Rename "dense vegetation on cliff" to "cliffside vegetation" in the lines running from the one containing "Return the polygon of every instance of the **dense" through the one containing "662 422 L 636", inclusive. Return only those lines, with nothing else changed.
** BEGIN Input rows **
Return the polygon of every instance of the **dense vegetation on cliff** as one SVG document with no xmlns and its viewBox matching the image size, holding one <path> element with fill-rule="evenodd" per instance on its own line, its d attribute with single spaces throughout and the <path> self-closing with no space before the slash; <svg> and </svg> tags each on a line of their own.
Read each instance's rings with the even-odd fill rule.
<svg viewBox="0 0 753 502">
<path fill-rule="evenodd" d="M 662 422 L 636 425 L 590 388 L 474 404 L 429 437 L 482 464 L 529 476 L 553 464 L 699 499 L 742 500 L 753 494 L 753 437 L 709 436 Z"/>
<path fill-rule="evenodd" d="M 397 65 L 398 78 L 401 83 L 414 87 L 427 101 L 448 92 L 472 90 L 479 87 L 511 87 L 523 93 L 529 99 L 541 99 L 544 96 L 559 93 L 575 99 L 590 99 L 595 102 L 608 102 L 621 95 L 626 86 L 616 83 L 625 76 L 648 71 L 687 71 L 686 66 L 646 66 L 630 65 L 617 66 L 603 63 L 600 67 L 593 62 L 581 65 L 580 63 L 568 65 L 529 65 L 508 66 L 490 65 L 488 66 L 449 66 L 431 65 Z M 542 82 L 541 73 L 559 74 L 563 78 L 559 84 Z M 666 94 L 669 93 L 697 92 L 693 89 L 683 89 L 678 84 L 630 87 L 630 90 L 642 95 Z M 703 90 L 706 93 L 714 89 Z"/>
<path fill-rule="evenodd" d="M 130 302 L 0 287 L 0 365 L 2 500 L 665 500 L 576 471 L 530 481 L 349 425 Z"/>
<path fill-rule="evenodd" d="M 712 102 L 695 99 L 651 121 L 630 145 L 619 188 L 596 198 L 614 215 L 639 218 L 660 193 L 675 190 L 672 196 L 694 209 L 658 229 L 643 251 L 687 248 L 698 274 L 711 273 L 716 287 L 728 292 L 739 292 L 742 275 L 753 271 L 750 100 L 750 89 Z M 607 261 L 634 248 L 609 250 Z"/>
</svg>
** END Input rows **
** BEGIN Input rows **
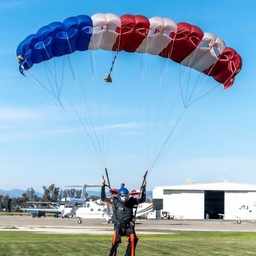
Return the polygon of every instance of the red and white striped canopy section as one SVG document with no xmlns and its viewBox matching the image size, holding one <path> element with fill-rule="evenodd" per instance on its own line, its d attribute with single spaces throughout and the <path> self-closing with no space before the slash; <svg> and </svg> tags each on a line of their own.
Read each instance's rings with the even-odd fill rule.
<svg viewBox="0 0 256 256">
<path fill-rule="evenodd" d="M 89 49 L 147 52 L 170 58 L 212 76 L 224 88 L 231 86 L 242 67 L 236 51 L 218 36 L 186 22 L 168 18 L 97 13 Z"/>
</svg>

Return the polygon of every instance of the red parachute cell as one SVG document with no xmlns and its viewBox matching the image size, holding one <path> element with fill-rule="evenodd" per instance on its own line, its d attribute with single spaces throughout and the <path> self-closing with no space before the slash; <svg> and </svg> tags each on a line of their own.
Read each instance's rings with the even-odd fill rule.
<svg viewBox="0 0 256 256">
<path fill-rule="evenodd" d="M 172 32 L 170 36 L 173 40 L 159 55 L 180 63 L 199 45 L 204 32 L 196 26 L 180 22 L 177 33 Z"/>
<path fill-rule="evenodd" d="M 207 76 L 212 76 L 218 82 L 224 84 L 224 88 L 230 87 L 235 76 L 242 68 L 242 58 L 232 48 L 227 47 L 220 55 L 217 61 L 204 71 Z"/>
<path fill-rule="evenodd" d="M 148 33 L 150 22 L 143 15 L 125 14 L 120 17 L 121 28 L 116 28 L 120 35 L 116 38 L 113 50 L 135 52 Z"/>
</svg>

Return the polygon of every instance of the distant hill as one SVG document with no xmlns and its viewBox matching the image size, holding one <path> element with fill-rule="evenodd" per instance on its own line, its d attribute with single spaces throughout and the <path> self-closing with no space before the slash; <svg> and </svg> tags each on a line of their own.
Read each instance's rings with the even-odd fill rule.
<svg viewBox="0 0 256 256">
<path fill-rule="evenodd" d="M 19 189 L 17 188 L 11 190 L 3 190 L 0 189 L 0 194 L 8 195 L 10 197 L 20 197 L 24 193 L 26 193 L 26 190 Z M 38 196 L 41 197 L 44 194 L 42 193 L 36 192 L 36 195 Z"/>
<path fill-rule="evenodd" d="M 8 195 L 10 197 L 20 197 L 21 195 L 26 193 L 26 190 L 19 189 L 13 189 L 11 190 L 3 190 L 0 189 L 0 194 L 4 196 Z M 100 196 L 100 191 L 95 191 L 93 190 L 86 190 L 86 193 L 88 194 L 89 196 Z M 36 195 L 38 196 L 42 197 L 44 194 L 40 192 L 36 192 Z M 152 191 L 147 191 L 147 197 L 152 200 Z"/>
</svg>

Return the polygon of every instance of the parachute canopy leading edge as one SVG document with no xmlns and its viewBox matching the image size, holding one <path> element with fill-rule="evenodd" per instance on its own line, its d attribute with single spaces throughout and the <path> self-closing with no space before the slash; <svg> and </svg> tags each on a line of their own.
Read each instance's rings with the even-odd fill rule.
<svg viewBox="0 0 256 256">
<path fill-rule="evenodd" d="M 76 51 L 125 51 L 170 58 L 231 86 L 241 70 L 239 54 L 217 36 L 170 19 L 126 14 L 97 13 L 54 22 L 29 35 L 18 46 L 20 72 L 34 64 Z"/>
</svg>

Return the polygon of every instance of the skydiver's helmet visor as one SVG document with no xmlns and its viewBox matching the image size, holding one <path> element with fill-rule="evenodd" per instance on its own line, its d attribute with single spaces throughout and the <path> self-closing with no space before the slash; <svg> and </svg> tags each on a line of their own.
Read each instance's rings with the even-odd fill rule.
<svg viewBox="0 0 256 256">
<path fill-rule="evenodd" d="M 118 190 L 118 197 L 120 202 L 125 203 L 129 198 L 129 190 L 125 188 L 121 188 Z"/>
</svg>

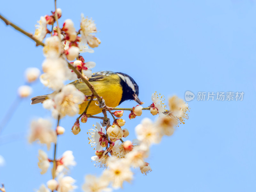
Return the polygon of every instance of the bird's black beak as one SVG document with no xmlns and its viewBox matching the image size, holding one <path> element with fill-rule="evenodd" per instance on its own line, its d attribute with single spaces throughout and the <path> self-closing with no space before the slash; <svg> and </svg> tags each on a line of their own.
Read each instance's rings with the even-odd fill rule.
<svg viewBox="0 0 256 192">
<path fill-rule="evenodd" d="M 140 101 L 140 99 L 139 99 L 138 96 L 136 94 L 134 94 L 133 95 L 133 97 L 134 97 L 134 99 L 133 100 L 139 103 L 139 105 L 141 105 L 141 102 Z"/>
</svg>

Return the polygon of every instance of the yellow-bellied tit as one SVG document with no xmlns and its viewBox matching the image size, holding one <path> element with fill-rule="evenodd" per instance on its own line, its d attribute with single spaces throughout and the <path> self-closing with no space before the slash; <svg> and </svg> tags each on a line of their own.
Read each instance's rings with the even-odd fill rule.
** END Input rows **
> Solved exercise
Return the polygon of every instance of the **cliffside vegetation** as one SVG document with no xmlns and its viewBox matching the image size, holding one <path> element with fill-rule="evenodd" per instance on its own line, its d attribute with single spaces throughout and the <path> self-closing with no space before the slash; <svg> and </svg> tags each on a line of their own.
Read each instance's rings with the even-odd fill rule.
<svg viewBox="0 0 753 502">
<path fill-rule="evenodd" d="M 662 422 L 636 425 L 590 388 L 474 404 L 429 437 L 482 464 L 529 476 L 553 464 L 699 499 L 742 500 L 753 494 L 753 437 L 709 436 Z"/>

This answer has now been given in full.